§ Task objective
Word for word, retype the tail of the data below, starting with the line that has "written like (599,78)." and including the last line.

[Stored data entries]
■ ■ ■ ■
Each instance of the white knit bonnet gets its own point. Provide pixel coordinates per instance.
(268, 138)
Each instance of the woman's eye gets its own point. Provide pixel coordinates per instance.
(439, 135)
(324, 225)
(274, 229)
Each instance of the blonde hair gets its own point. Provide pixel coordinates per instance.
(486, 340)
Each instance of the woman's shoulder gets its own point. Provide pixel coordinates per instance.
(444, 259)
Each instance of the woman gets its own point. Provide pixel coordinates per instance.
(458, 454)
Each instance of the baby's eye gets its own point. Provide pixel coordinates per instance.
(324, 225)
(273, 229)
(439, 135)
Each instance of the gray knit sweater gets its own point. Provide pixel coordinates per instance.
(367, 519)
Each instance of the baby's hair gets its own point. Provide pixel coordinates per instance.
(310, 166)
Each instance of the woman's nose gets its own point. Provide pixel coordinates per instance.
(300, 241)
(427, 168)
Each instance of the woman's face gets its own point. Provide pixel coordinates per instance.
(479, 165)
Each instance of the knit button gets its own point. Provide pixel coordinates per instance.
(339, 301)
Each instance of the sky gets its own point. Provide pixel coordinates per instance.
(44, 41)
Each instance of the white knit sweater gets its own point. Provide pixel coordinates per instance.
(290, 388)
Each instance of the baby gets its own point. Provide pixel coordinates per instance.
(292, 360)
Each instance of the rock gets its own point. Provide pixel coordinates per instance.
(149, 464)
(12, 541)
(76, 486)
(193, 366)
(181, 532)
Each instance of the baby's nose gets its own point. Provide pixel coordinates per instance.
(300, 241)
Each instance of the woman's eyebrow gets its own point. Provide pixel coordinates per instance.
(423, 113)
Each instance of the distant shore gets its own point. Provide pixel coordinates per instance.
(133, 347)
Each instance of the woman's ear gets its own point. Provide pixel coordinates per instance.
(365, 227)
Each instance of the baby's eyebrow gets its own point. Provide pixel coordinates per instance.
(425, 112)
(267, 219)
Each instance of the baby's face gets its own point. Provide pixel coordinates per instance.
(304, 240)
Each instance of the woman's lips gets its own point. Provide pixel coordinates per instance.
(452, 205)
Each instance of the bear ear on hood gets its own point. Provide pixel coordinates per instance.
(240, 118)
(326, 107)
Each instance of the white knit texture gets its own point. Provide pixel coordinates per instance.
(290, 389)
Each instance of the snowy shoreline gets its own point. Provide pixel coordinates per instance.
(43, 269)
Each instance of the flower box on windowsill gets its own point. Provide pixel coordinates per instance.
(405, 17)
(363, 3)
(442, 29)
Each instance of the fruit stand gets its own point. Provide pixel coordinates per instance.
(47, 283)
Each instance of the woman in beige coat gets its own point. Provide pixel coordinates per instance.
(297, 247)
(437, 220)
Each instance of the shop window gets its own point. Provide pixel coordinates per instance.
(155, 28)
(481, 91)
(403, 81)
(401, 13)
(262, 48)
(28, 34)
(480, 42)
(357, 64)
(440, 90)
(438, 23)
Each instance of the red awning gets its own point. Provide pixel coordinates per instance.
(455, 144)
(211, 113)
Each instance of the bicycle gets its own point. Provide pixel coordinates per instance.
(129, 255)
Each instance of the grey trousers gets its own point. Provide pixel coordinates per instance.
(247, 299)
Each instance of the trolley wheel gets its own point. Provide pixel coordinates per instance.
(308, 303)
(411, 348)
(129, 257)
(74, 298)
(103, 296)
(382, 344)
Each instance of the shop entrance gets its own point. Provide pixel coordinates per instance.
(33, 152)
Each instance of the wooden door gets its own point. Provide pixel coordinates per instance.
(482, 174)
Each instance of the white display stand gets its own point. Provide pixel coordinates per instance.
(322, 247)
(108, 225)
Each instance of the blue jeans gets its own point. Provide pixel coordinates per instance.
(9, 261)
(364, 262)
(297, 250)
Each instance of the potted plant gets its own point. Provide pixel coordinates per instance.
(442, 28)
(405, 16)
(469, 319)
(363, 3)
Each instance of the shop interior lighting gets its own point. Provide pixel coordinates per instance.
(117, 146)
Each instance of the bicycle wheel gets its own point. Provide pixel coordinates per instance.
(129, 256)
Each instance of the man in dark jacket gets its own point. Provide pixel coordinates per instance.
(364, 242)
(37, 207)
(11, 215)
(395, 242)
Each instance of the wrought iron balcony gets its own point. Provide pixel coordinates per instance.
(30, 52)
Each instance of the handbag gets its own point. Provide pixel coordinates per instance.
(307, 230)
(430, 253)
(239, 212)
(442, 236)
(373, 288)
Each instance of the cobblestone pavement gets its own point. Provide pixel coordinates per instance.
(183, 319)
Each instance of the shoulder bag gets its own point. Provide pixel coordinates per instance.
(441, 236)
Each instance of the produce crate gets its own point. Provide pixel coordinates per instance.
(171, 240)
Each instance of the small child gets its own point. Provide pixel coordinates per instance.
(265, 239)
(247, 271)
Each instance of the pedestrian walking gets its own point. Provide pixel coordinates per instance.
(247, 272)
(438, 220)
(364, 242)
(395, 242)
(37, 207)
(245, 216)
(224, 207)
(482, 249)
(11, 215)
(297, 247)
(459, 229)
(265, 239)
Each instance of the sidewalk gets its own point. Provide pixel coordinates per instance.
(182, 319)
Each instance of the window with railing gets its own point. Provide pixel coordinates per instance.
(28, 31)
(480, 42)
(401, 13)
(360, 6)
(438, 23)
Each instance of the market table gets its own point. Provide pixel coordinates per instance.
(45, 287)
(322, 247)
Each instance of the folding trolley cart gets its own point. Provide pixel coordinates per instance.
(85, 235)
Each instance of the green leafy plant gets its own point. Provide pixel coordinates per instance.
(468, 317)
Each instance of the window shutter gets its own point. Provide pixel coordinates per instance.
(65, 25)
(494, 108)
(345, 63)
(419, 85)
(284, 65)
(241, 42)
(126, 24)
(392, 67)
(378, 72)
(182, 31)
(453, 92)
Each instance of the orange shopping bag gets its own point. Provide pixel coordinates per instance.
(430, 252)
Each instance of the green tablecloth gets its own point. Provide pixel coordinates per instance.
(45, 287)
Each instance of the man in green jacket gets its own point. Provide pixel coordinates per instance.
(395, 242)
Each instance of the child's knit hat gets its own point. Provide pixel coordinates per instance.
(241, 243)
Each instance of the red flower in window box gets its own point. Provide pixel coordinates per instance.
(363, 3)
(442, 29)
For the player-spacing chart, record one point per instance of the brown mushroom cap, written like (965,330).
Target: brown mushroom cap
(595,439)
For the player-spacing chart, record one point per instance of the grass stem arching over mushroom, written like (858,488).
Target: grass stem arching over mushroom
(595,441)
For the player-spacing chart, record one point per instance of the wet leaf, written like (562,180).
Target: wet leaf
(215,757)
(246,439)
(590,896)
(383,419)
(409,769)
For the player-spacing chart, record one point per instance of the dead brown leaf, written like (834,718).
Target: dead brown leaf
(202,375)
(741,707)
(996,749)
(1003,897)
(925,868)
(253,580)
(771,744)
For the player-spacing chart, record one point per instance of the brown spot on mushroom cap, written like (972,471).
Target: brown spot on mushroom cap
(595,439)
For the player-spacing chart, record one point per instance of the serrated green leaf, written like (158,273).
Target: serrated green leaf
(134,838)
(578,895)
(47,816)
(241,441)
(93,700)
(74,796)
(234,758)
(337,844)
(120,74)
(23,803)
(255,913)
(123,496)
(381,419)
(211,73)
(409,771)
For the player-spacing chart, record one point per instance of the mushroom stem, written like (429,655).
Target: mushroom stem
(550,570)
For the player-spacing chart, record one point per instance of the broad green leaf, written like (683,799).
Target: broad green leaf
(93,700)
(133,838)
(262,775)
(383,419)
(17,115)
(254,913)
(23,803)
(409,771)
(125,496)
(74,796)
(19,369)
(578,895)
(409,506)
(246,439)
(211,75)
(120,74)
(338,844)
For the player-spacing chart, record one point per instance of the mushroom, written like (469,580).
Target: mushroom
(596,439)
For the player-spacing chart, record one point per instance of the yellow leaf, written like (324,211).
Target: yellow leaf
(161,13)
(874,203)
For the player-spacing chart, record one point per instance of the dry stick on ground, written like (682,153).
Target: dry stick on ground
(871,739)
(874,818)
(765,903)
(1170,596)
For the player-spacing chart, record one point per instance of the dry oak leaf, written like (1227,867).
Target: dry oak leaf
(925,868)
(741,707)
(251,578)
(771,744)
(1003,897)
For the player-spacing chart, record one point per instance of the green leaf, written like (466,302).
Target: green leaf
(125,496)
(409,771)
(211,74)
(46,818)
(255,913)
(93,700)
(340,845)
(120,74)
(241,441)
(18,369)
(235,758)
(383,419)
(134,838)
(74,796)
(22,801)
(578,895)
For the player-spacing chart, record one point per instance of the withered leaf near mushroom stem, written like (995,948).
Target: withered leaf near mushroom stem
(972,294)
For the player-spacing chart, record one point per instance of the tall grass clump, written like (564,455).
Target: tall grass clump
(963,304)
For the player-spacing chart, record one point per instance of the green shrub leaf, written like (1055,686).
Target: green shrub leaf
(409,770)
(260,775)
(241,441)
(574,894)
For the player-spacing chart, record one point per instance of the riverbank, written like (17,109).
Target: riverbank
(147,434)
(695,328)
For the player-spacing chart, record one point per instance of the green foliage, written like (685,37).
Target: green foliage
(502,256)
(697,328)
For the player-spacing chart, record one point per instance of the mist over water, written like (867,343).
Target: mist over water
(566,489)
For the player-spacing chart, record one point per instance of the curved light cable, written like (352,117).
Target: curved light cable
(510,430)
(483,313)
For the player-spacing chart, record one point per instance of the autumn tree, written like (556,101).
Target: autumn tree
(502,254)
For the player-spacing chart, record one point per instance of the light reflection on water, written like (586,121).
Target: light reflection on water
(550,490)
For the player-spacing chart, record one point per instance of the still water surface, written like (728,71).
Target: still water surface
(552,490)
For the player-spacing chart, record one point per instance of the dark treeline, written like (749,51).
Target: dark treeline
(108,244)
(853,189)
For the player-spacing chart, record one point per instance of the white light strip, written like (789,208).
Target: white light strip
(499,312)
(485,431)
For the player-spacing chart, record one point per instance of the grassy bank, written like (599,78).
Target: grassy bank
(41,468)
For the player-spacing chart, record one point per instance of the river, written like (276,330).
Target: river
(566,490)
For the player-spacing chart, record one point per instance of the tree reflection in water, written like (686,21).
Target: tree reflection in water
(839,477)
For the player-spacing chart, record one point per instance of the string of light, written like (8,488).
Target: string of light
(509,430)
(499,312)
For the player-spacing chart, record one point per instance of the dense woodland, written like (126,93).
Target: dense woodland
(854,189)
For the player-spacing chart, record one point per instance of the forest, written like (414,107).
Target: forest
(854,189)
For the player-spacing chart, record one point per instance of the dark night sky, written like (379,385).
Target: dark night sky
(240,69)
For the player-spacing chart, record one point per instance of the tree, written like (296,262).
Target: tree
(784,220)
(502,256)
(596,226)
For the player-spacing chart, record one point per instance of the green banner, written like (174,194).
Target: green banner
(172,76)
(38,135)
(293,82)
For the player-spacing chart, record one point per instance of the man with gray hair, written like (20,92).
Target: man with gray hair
■ ■ ■ ■
§ Response for this exercise
For the player-spacing chart, record one point per instance of the grassy bank, written like (599,78).
Target: grassy bank
(41,468)
For the player-spacing chart, record one point per instance of the river, written like (276,330).
Target: river
(566,490)
For the player-spacing chart, record one point per instance of the tree reflection in water, written like (686,21).
Target: tree reflection in water
(839,477)
For the player-spacing chart, record one point per instance of the string of light, written like (8,488).
Target: string of light
(509,430)
(499,312)
For the player-spacing chart, record one point per instance of the dense woodland, written like (126,93).
Target: dense woodland
(854,189)
For the player-spacing chart, record one point per instance of the forest, written like (414,107).
Target: forest
(854,189)
For the player-spacing chart, record one point per instance of the dark night sky, written like (379,385).
Target: dark night sky
(240,69)
For the player-spacing chart, record one point per instance of the tree, written like (296,262).
Target: tree
(784,220)
(502,256)
(596,226)
For the player-spacing chart, record one point per instance of the green banner, written like (174,194).
Target: green banner
(172,76)
(38,135)
(293,82)
For the player-spacing chart, record one point per instance of the man with gray hair, written like (20,92).
Target: man with gray hair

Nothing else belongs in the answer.